:: DATA PROVIDED

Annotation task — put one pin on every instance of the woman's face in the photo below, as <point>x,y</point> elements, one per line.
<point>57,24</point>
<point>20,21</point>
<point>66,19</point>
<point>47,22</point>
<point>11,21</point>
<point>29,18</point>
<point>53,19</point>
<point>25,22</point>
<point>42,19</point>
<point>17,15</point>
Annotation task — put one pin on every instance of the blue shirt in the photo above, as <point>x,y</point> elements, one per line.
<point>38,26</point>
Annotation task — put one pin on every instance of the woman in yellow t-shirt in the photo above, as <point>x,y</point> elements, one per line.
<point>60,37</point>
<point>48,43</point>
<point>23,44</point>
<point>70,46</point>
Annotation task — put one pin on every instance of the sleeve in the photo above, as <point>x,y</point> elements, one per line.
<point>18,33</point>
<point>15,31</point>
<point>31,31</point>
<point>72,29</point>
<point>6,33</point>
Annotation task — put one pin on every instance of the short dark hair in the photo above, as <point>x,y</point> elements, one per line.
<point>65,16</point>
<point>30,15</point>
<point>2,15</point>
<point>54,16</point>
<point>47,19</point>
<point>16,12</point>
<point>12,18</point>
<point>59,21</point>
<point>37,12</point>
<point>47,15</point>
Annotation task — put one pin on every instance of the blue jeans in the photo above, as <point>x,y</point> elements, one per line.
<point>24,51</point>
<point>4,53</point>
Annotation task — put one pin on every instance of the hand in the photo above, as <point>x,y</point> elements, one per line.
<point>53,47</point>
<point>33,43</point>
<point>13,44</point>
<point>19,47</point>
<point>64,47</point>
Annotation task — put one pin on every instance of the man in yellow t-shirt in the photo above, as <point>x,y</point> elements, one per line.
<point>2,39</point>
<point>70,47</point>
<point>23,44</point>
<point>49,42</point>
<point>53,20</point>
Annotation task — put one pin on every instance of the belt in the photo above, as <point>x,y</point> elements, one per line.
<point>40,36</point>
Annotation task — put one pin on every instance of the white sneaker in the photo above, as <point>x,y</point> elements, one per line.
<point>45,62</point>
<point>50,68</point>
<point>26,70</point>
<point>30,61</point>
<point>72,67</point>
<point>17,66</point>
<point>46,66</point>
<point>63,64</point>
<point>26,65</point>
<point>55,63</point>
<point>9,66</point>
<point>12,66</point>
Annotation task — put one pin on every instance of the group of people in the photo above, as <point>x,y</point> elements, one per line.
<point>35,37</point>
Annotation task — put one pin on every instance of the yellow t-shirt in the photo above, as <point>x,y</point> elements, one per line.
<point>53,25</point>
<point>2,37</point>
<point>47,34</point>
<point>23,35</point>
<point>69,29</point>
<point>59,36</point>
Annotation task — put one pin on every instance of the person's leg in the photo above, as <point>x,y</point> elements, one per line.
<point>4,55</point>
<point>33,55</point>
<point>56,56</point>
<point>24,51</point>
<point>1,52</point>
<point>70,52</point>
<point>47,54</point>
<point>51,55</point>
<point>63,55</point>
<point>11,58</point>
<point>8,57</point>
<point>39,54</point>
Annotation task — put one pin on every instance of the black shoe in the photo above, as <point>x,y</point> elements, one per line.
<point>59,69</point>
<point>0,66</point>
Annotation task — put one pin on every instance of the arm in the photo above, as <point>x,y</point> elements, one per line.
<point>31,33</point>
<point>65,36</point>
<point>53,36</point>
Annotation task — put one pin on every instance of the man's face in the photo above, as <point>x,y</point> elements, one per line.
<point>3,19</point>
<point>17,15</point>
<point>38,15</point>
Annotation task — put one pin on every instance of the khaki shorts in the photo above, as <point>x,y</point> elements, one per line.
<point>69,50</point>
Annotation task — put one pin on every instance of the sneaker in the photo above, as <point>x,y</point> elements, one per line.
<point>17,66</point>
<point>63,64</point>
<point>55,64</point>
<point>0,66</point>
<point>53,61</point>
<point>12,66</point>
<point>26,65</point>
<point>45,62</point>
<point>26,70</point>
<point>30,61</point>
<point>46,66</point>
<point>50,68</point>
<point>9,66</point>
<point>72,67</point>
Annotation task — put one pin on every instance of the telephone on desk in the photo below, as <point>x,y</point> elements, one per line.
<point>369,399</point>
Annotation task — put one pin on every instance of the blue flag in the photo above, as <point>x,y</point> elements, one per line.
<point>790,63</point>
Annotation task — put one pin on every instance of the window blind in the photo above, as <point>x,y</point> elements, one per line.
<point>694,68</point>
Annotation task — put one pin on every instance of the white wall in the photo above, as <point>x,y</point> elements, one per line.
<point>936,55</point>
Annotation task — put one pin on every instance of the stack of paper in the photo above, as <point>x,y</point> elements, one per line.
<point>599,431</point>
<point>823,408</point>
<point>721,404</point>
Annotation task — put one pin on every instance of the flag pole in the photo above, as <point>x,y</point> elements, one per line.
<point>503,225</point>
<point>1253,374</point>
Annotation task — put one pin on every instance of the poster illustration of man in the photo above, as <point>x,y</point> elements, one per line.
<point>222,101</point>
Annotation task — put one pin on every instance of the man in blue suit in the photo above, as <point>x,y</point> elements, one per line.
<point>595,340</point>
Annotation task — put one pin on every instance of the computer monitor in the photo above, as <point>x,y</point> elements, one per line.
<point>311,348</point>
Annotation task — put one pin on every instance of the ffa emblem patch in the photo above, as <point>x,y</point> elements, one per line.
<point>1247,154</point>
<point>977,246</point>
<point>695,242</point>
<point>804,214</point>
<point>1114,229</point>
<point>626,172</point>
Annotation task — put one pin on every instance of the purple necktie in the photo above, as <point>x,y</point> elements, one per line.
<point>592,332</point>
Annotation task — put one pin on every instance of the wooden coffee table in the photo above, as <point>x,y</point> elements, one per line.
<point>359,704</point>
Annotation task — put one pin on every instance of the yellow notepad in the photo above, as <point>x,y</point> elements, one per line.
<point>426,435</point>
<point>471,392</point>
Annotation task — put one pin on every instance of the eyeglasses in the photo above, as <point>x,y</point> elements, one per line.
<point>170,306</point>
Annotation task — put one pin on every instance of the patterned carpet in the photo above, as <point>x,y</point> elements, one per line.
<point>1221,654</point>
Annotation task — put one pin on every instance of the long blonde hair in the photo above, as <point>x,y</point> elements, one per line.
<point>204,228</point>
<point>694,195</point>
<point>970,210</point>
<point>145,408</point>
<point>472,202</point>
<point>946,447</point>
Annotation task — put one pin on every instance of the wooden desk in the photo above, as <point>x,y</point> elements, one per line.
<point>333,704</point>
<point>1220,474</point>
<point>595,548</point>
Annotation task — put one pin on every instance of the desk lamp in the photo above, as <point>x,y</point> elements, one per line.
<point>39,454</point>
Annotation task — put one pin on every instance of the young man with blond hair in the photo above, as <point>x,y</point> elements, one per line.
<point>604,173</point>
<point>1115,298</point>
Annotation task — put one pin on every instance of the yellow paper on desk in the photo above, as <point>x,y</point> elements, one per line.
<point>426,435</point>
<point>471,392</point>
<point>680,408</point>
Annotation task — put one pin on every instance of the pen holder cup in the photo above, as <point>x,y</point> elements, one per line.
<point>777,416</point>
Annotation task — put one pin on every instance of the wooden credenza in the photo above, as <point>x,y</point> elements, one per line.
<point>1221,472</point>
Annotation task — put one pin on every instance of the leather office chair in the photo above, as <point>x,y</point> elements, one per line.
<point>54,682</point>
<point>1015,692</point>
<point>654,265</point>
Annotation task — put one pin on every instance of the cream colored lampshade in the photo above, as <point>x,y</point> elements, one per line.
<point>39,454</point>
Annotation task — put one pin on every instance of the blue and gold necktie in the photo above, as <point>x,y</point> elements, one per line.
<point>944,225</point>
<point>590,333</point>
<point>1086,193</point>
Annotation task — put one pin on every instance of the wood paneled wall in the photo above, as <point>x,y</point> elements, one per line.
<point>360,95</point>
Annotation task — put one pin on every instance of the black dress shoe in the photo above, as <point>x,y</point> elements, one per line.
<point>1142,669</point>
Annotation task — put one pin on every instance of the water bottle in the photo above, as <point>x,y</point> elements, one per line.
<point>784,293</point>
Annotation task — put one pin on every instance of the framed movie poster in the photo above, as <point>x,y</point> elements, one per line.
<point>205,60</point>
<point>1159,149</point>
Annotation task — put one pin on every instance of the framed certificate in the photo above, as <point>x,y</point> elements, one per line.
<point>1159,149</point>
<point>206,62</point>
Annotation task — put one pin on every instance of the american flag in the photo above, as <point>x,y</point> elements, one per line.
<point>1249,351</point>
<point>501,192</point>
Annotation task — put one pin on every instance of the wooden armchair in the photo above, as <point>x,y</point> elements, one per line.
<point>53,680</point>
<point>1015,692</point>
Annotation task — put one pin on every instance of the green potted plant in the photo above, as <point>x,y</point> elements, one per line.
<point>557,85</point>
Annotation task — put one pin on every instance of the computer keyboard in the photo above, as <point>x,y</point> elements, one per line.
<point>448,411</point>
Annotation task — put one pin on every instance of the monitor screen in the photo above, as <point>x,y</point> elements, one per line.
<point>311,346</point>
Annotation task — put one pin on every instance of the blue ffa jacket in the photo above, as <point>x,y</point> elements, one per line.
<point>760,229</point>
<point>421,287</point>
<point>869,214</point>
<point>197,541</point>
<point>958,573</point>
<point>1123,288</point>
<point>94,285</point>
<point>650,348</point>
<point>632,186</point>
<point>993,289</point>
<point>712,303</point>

::::

> **REQUIREMENT**: In the answer, restate word for word each line from the one with "the framed certificate" through the end of the material above.

> **FINISHED TASK**:
Annotation task — put one pin on every instance of the framed certificate in the photo above, as <point>x,y</point> elements, one per line.
<point>1159,149</point>
<point>206,62</point>
Annotation task — put one pin on every instance of the american flag in the photo above, as <point>x,y</point> elements, one per line.
<point>1249,351</point>
<point>501,192</point>
Annotation task — put one pin on every instance of the wooden armchair in the photo above, as <point>x,y</point> elements, one per line.
<point>53,680</point>
<point>1015,692</point>
Annotation task — put one pin on every instance of the green potted plant in the photo above, as <point>x,y</point> elements, one per line.
<point>557,85</point>
Annotation task — put one pin on every instance of the computer keyboard in the photo above, as <point>x,y</point> elements, one per line.
<point>448,411</point>
Annotation task — put one pin on every instance of the monitor screen in the photo above, as <point>x,y</point> elements, one per line.
<point>311,346</point>
Annotation task — put one pin on every instance of the blue ffa jacket in the photo above, as <point>x,y</point> elements, one per line.
<point>760,229</point>
<point>421,287</point>
<point>869,214</point>
<point>197,541</point>
<point>958,573</point>
<point>1123,288</point>
<point>94,285</point>
<point>650,348</point>
<point>632,186</point>
<point>993,289</point>
<point>712,303</point>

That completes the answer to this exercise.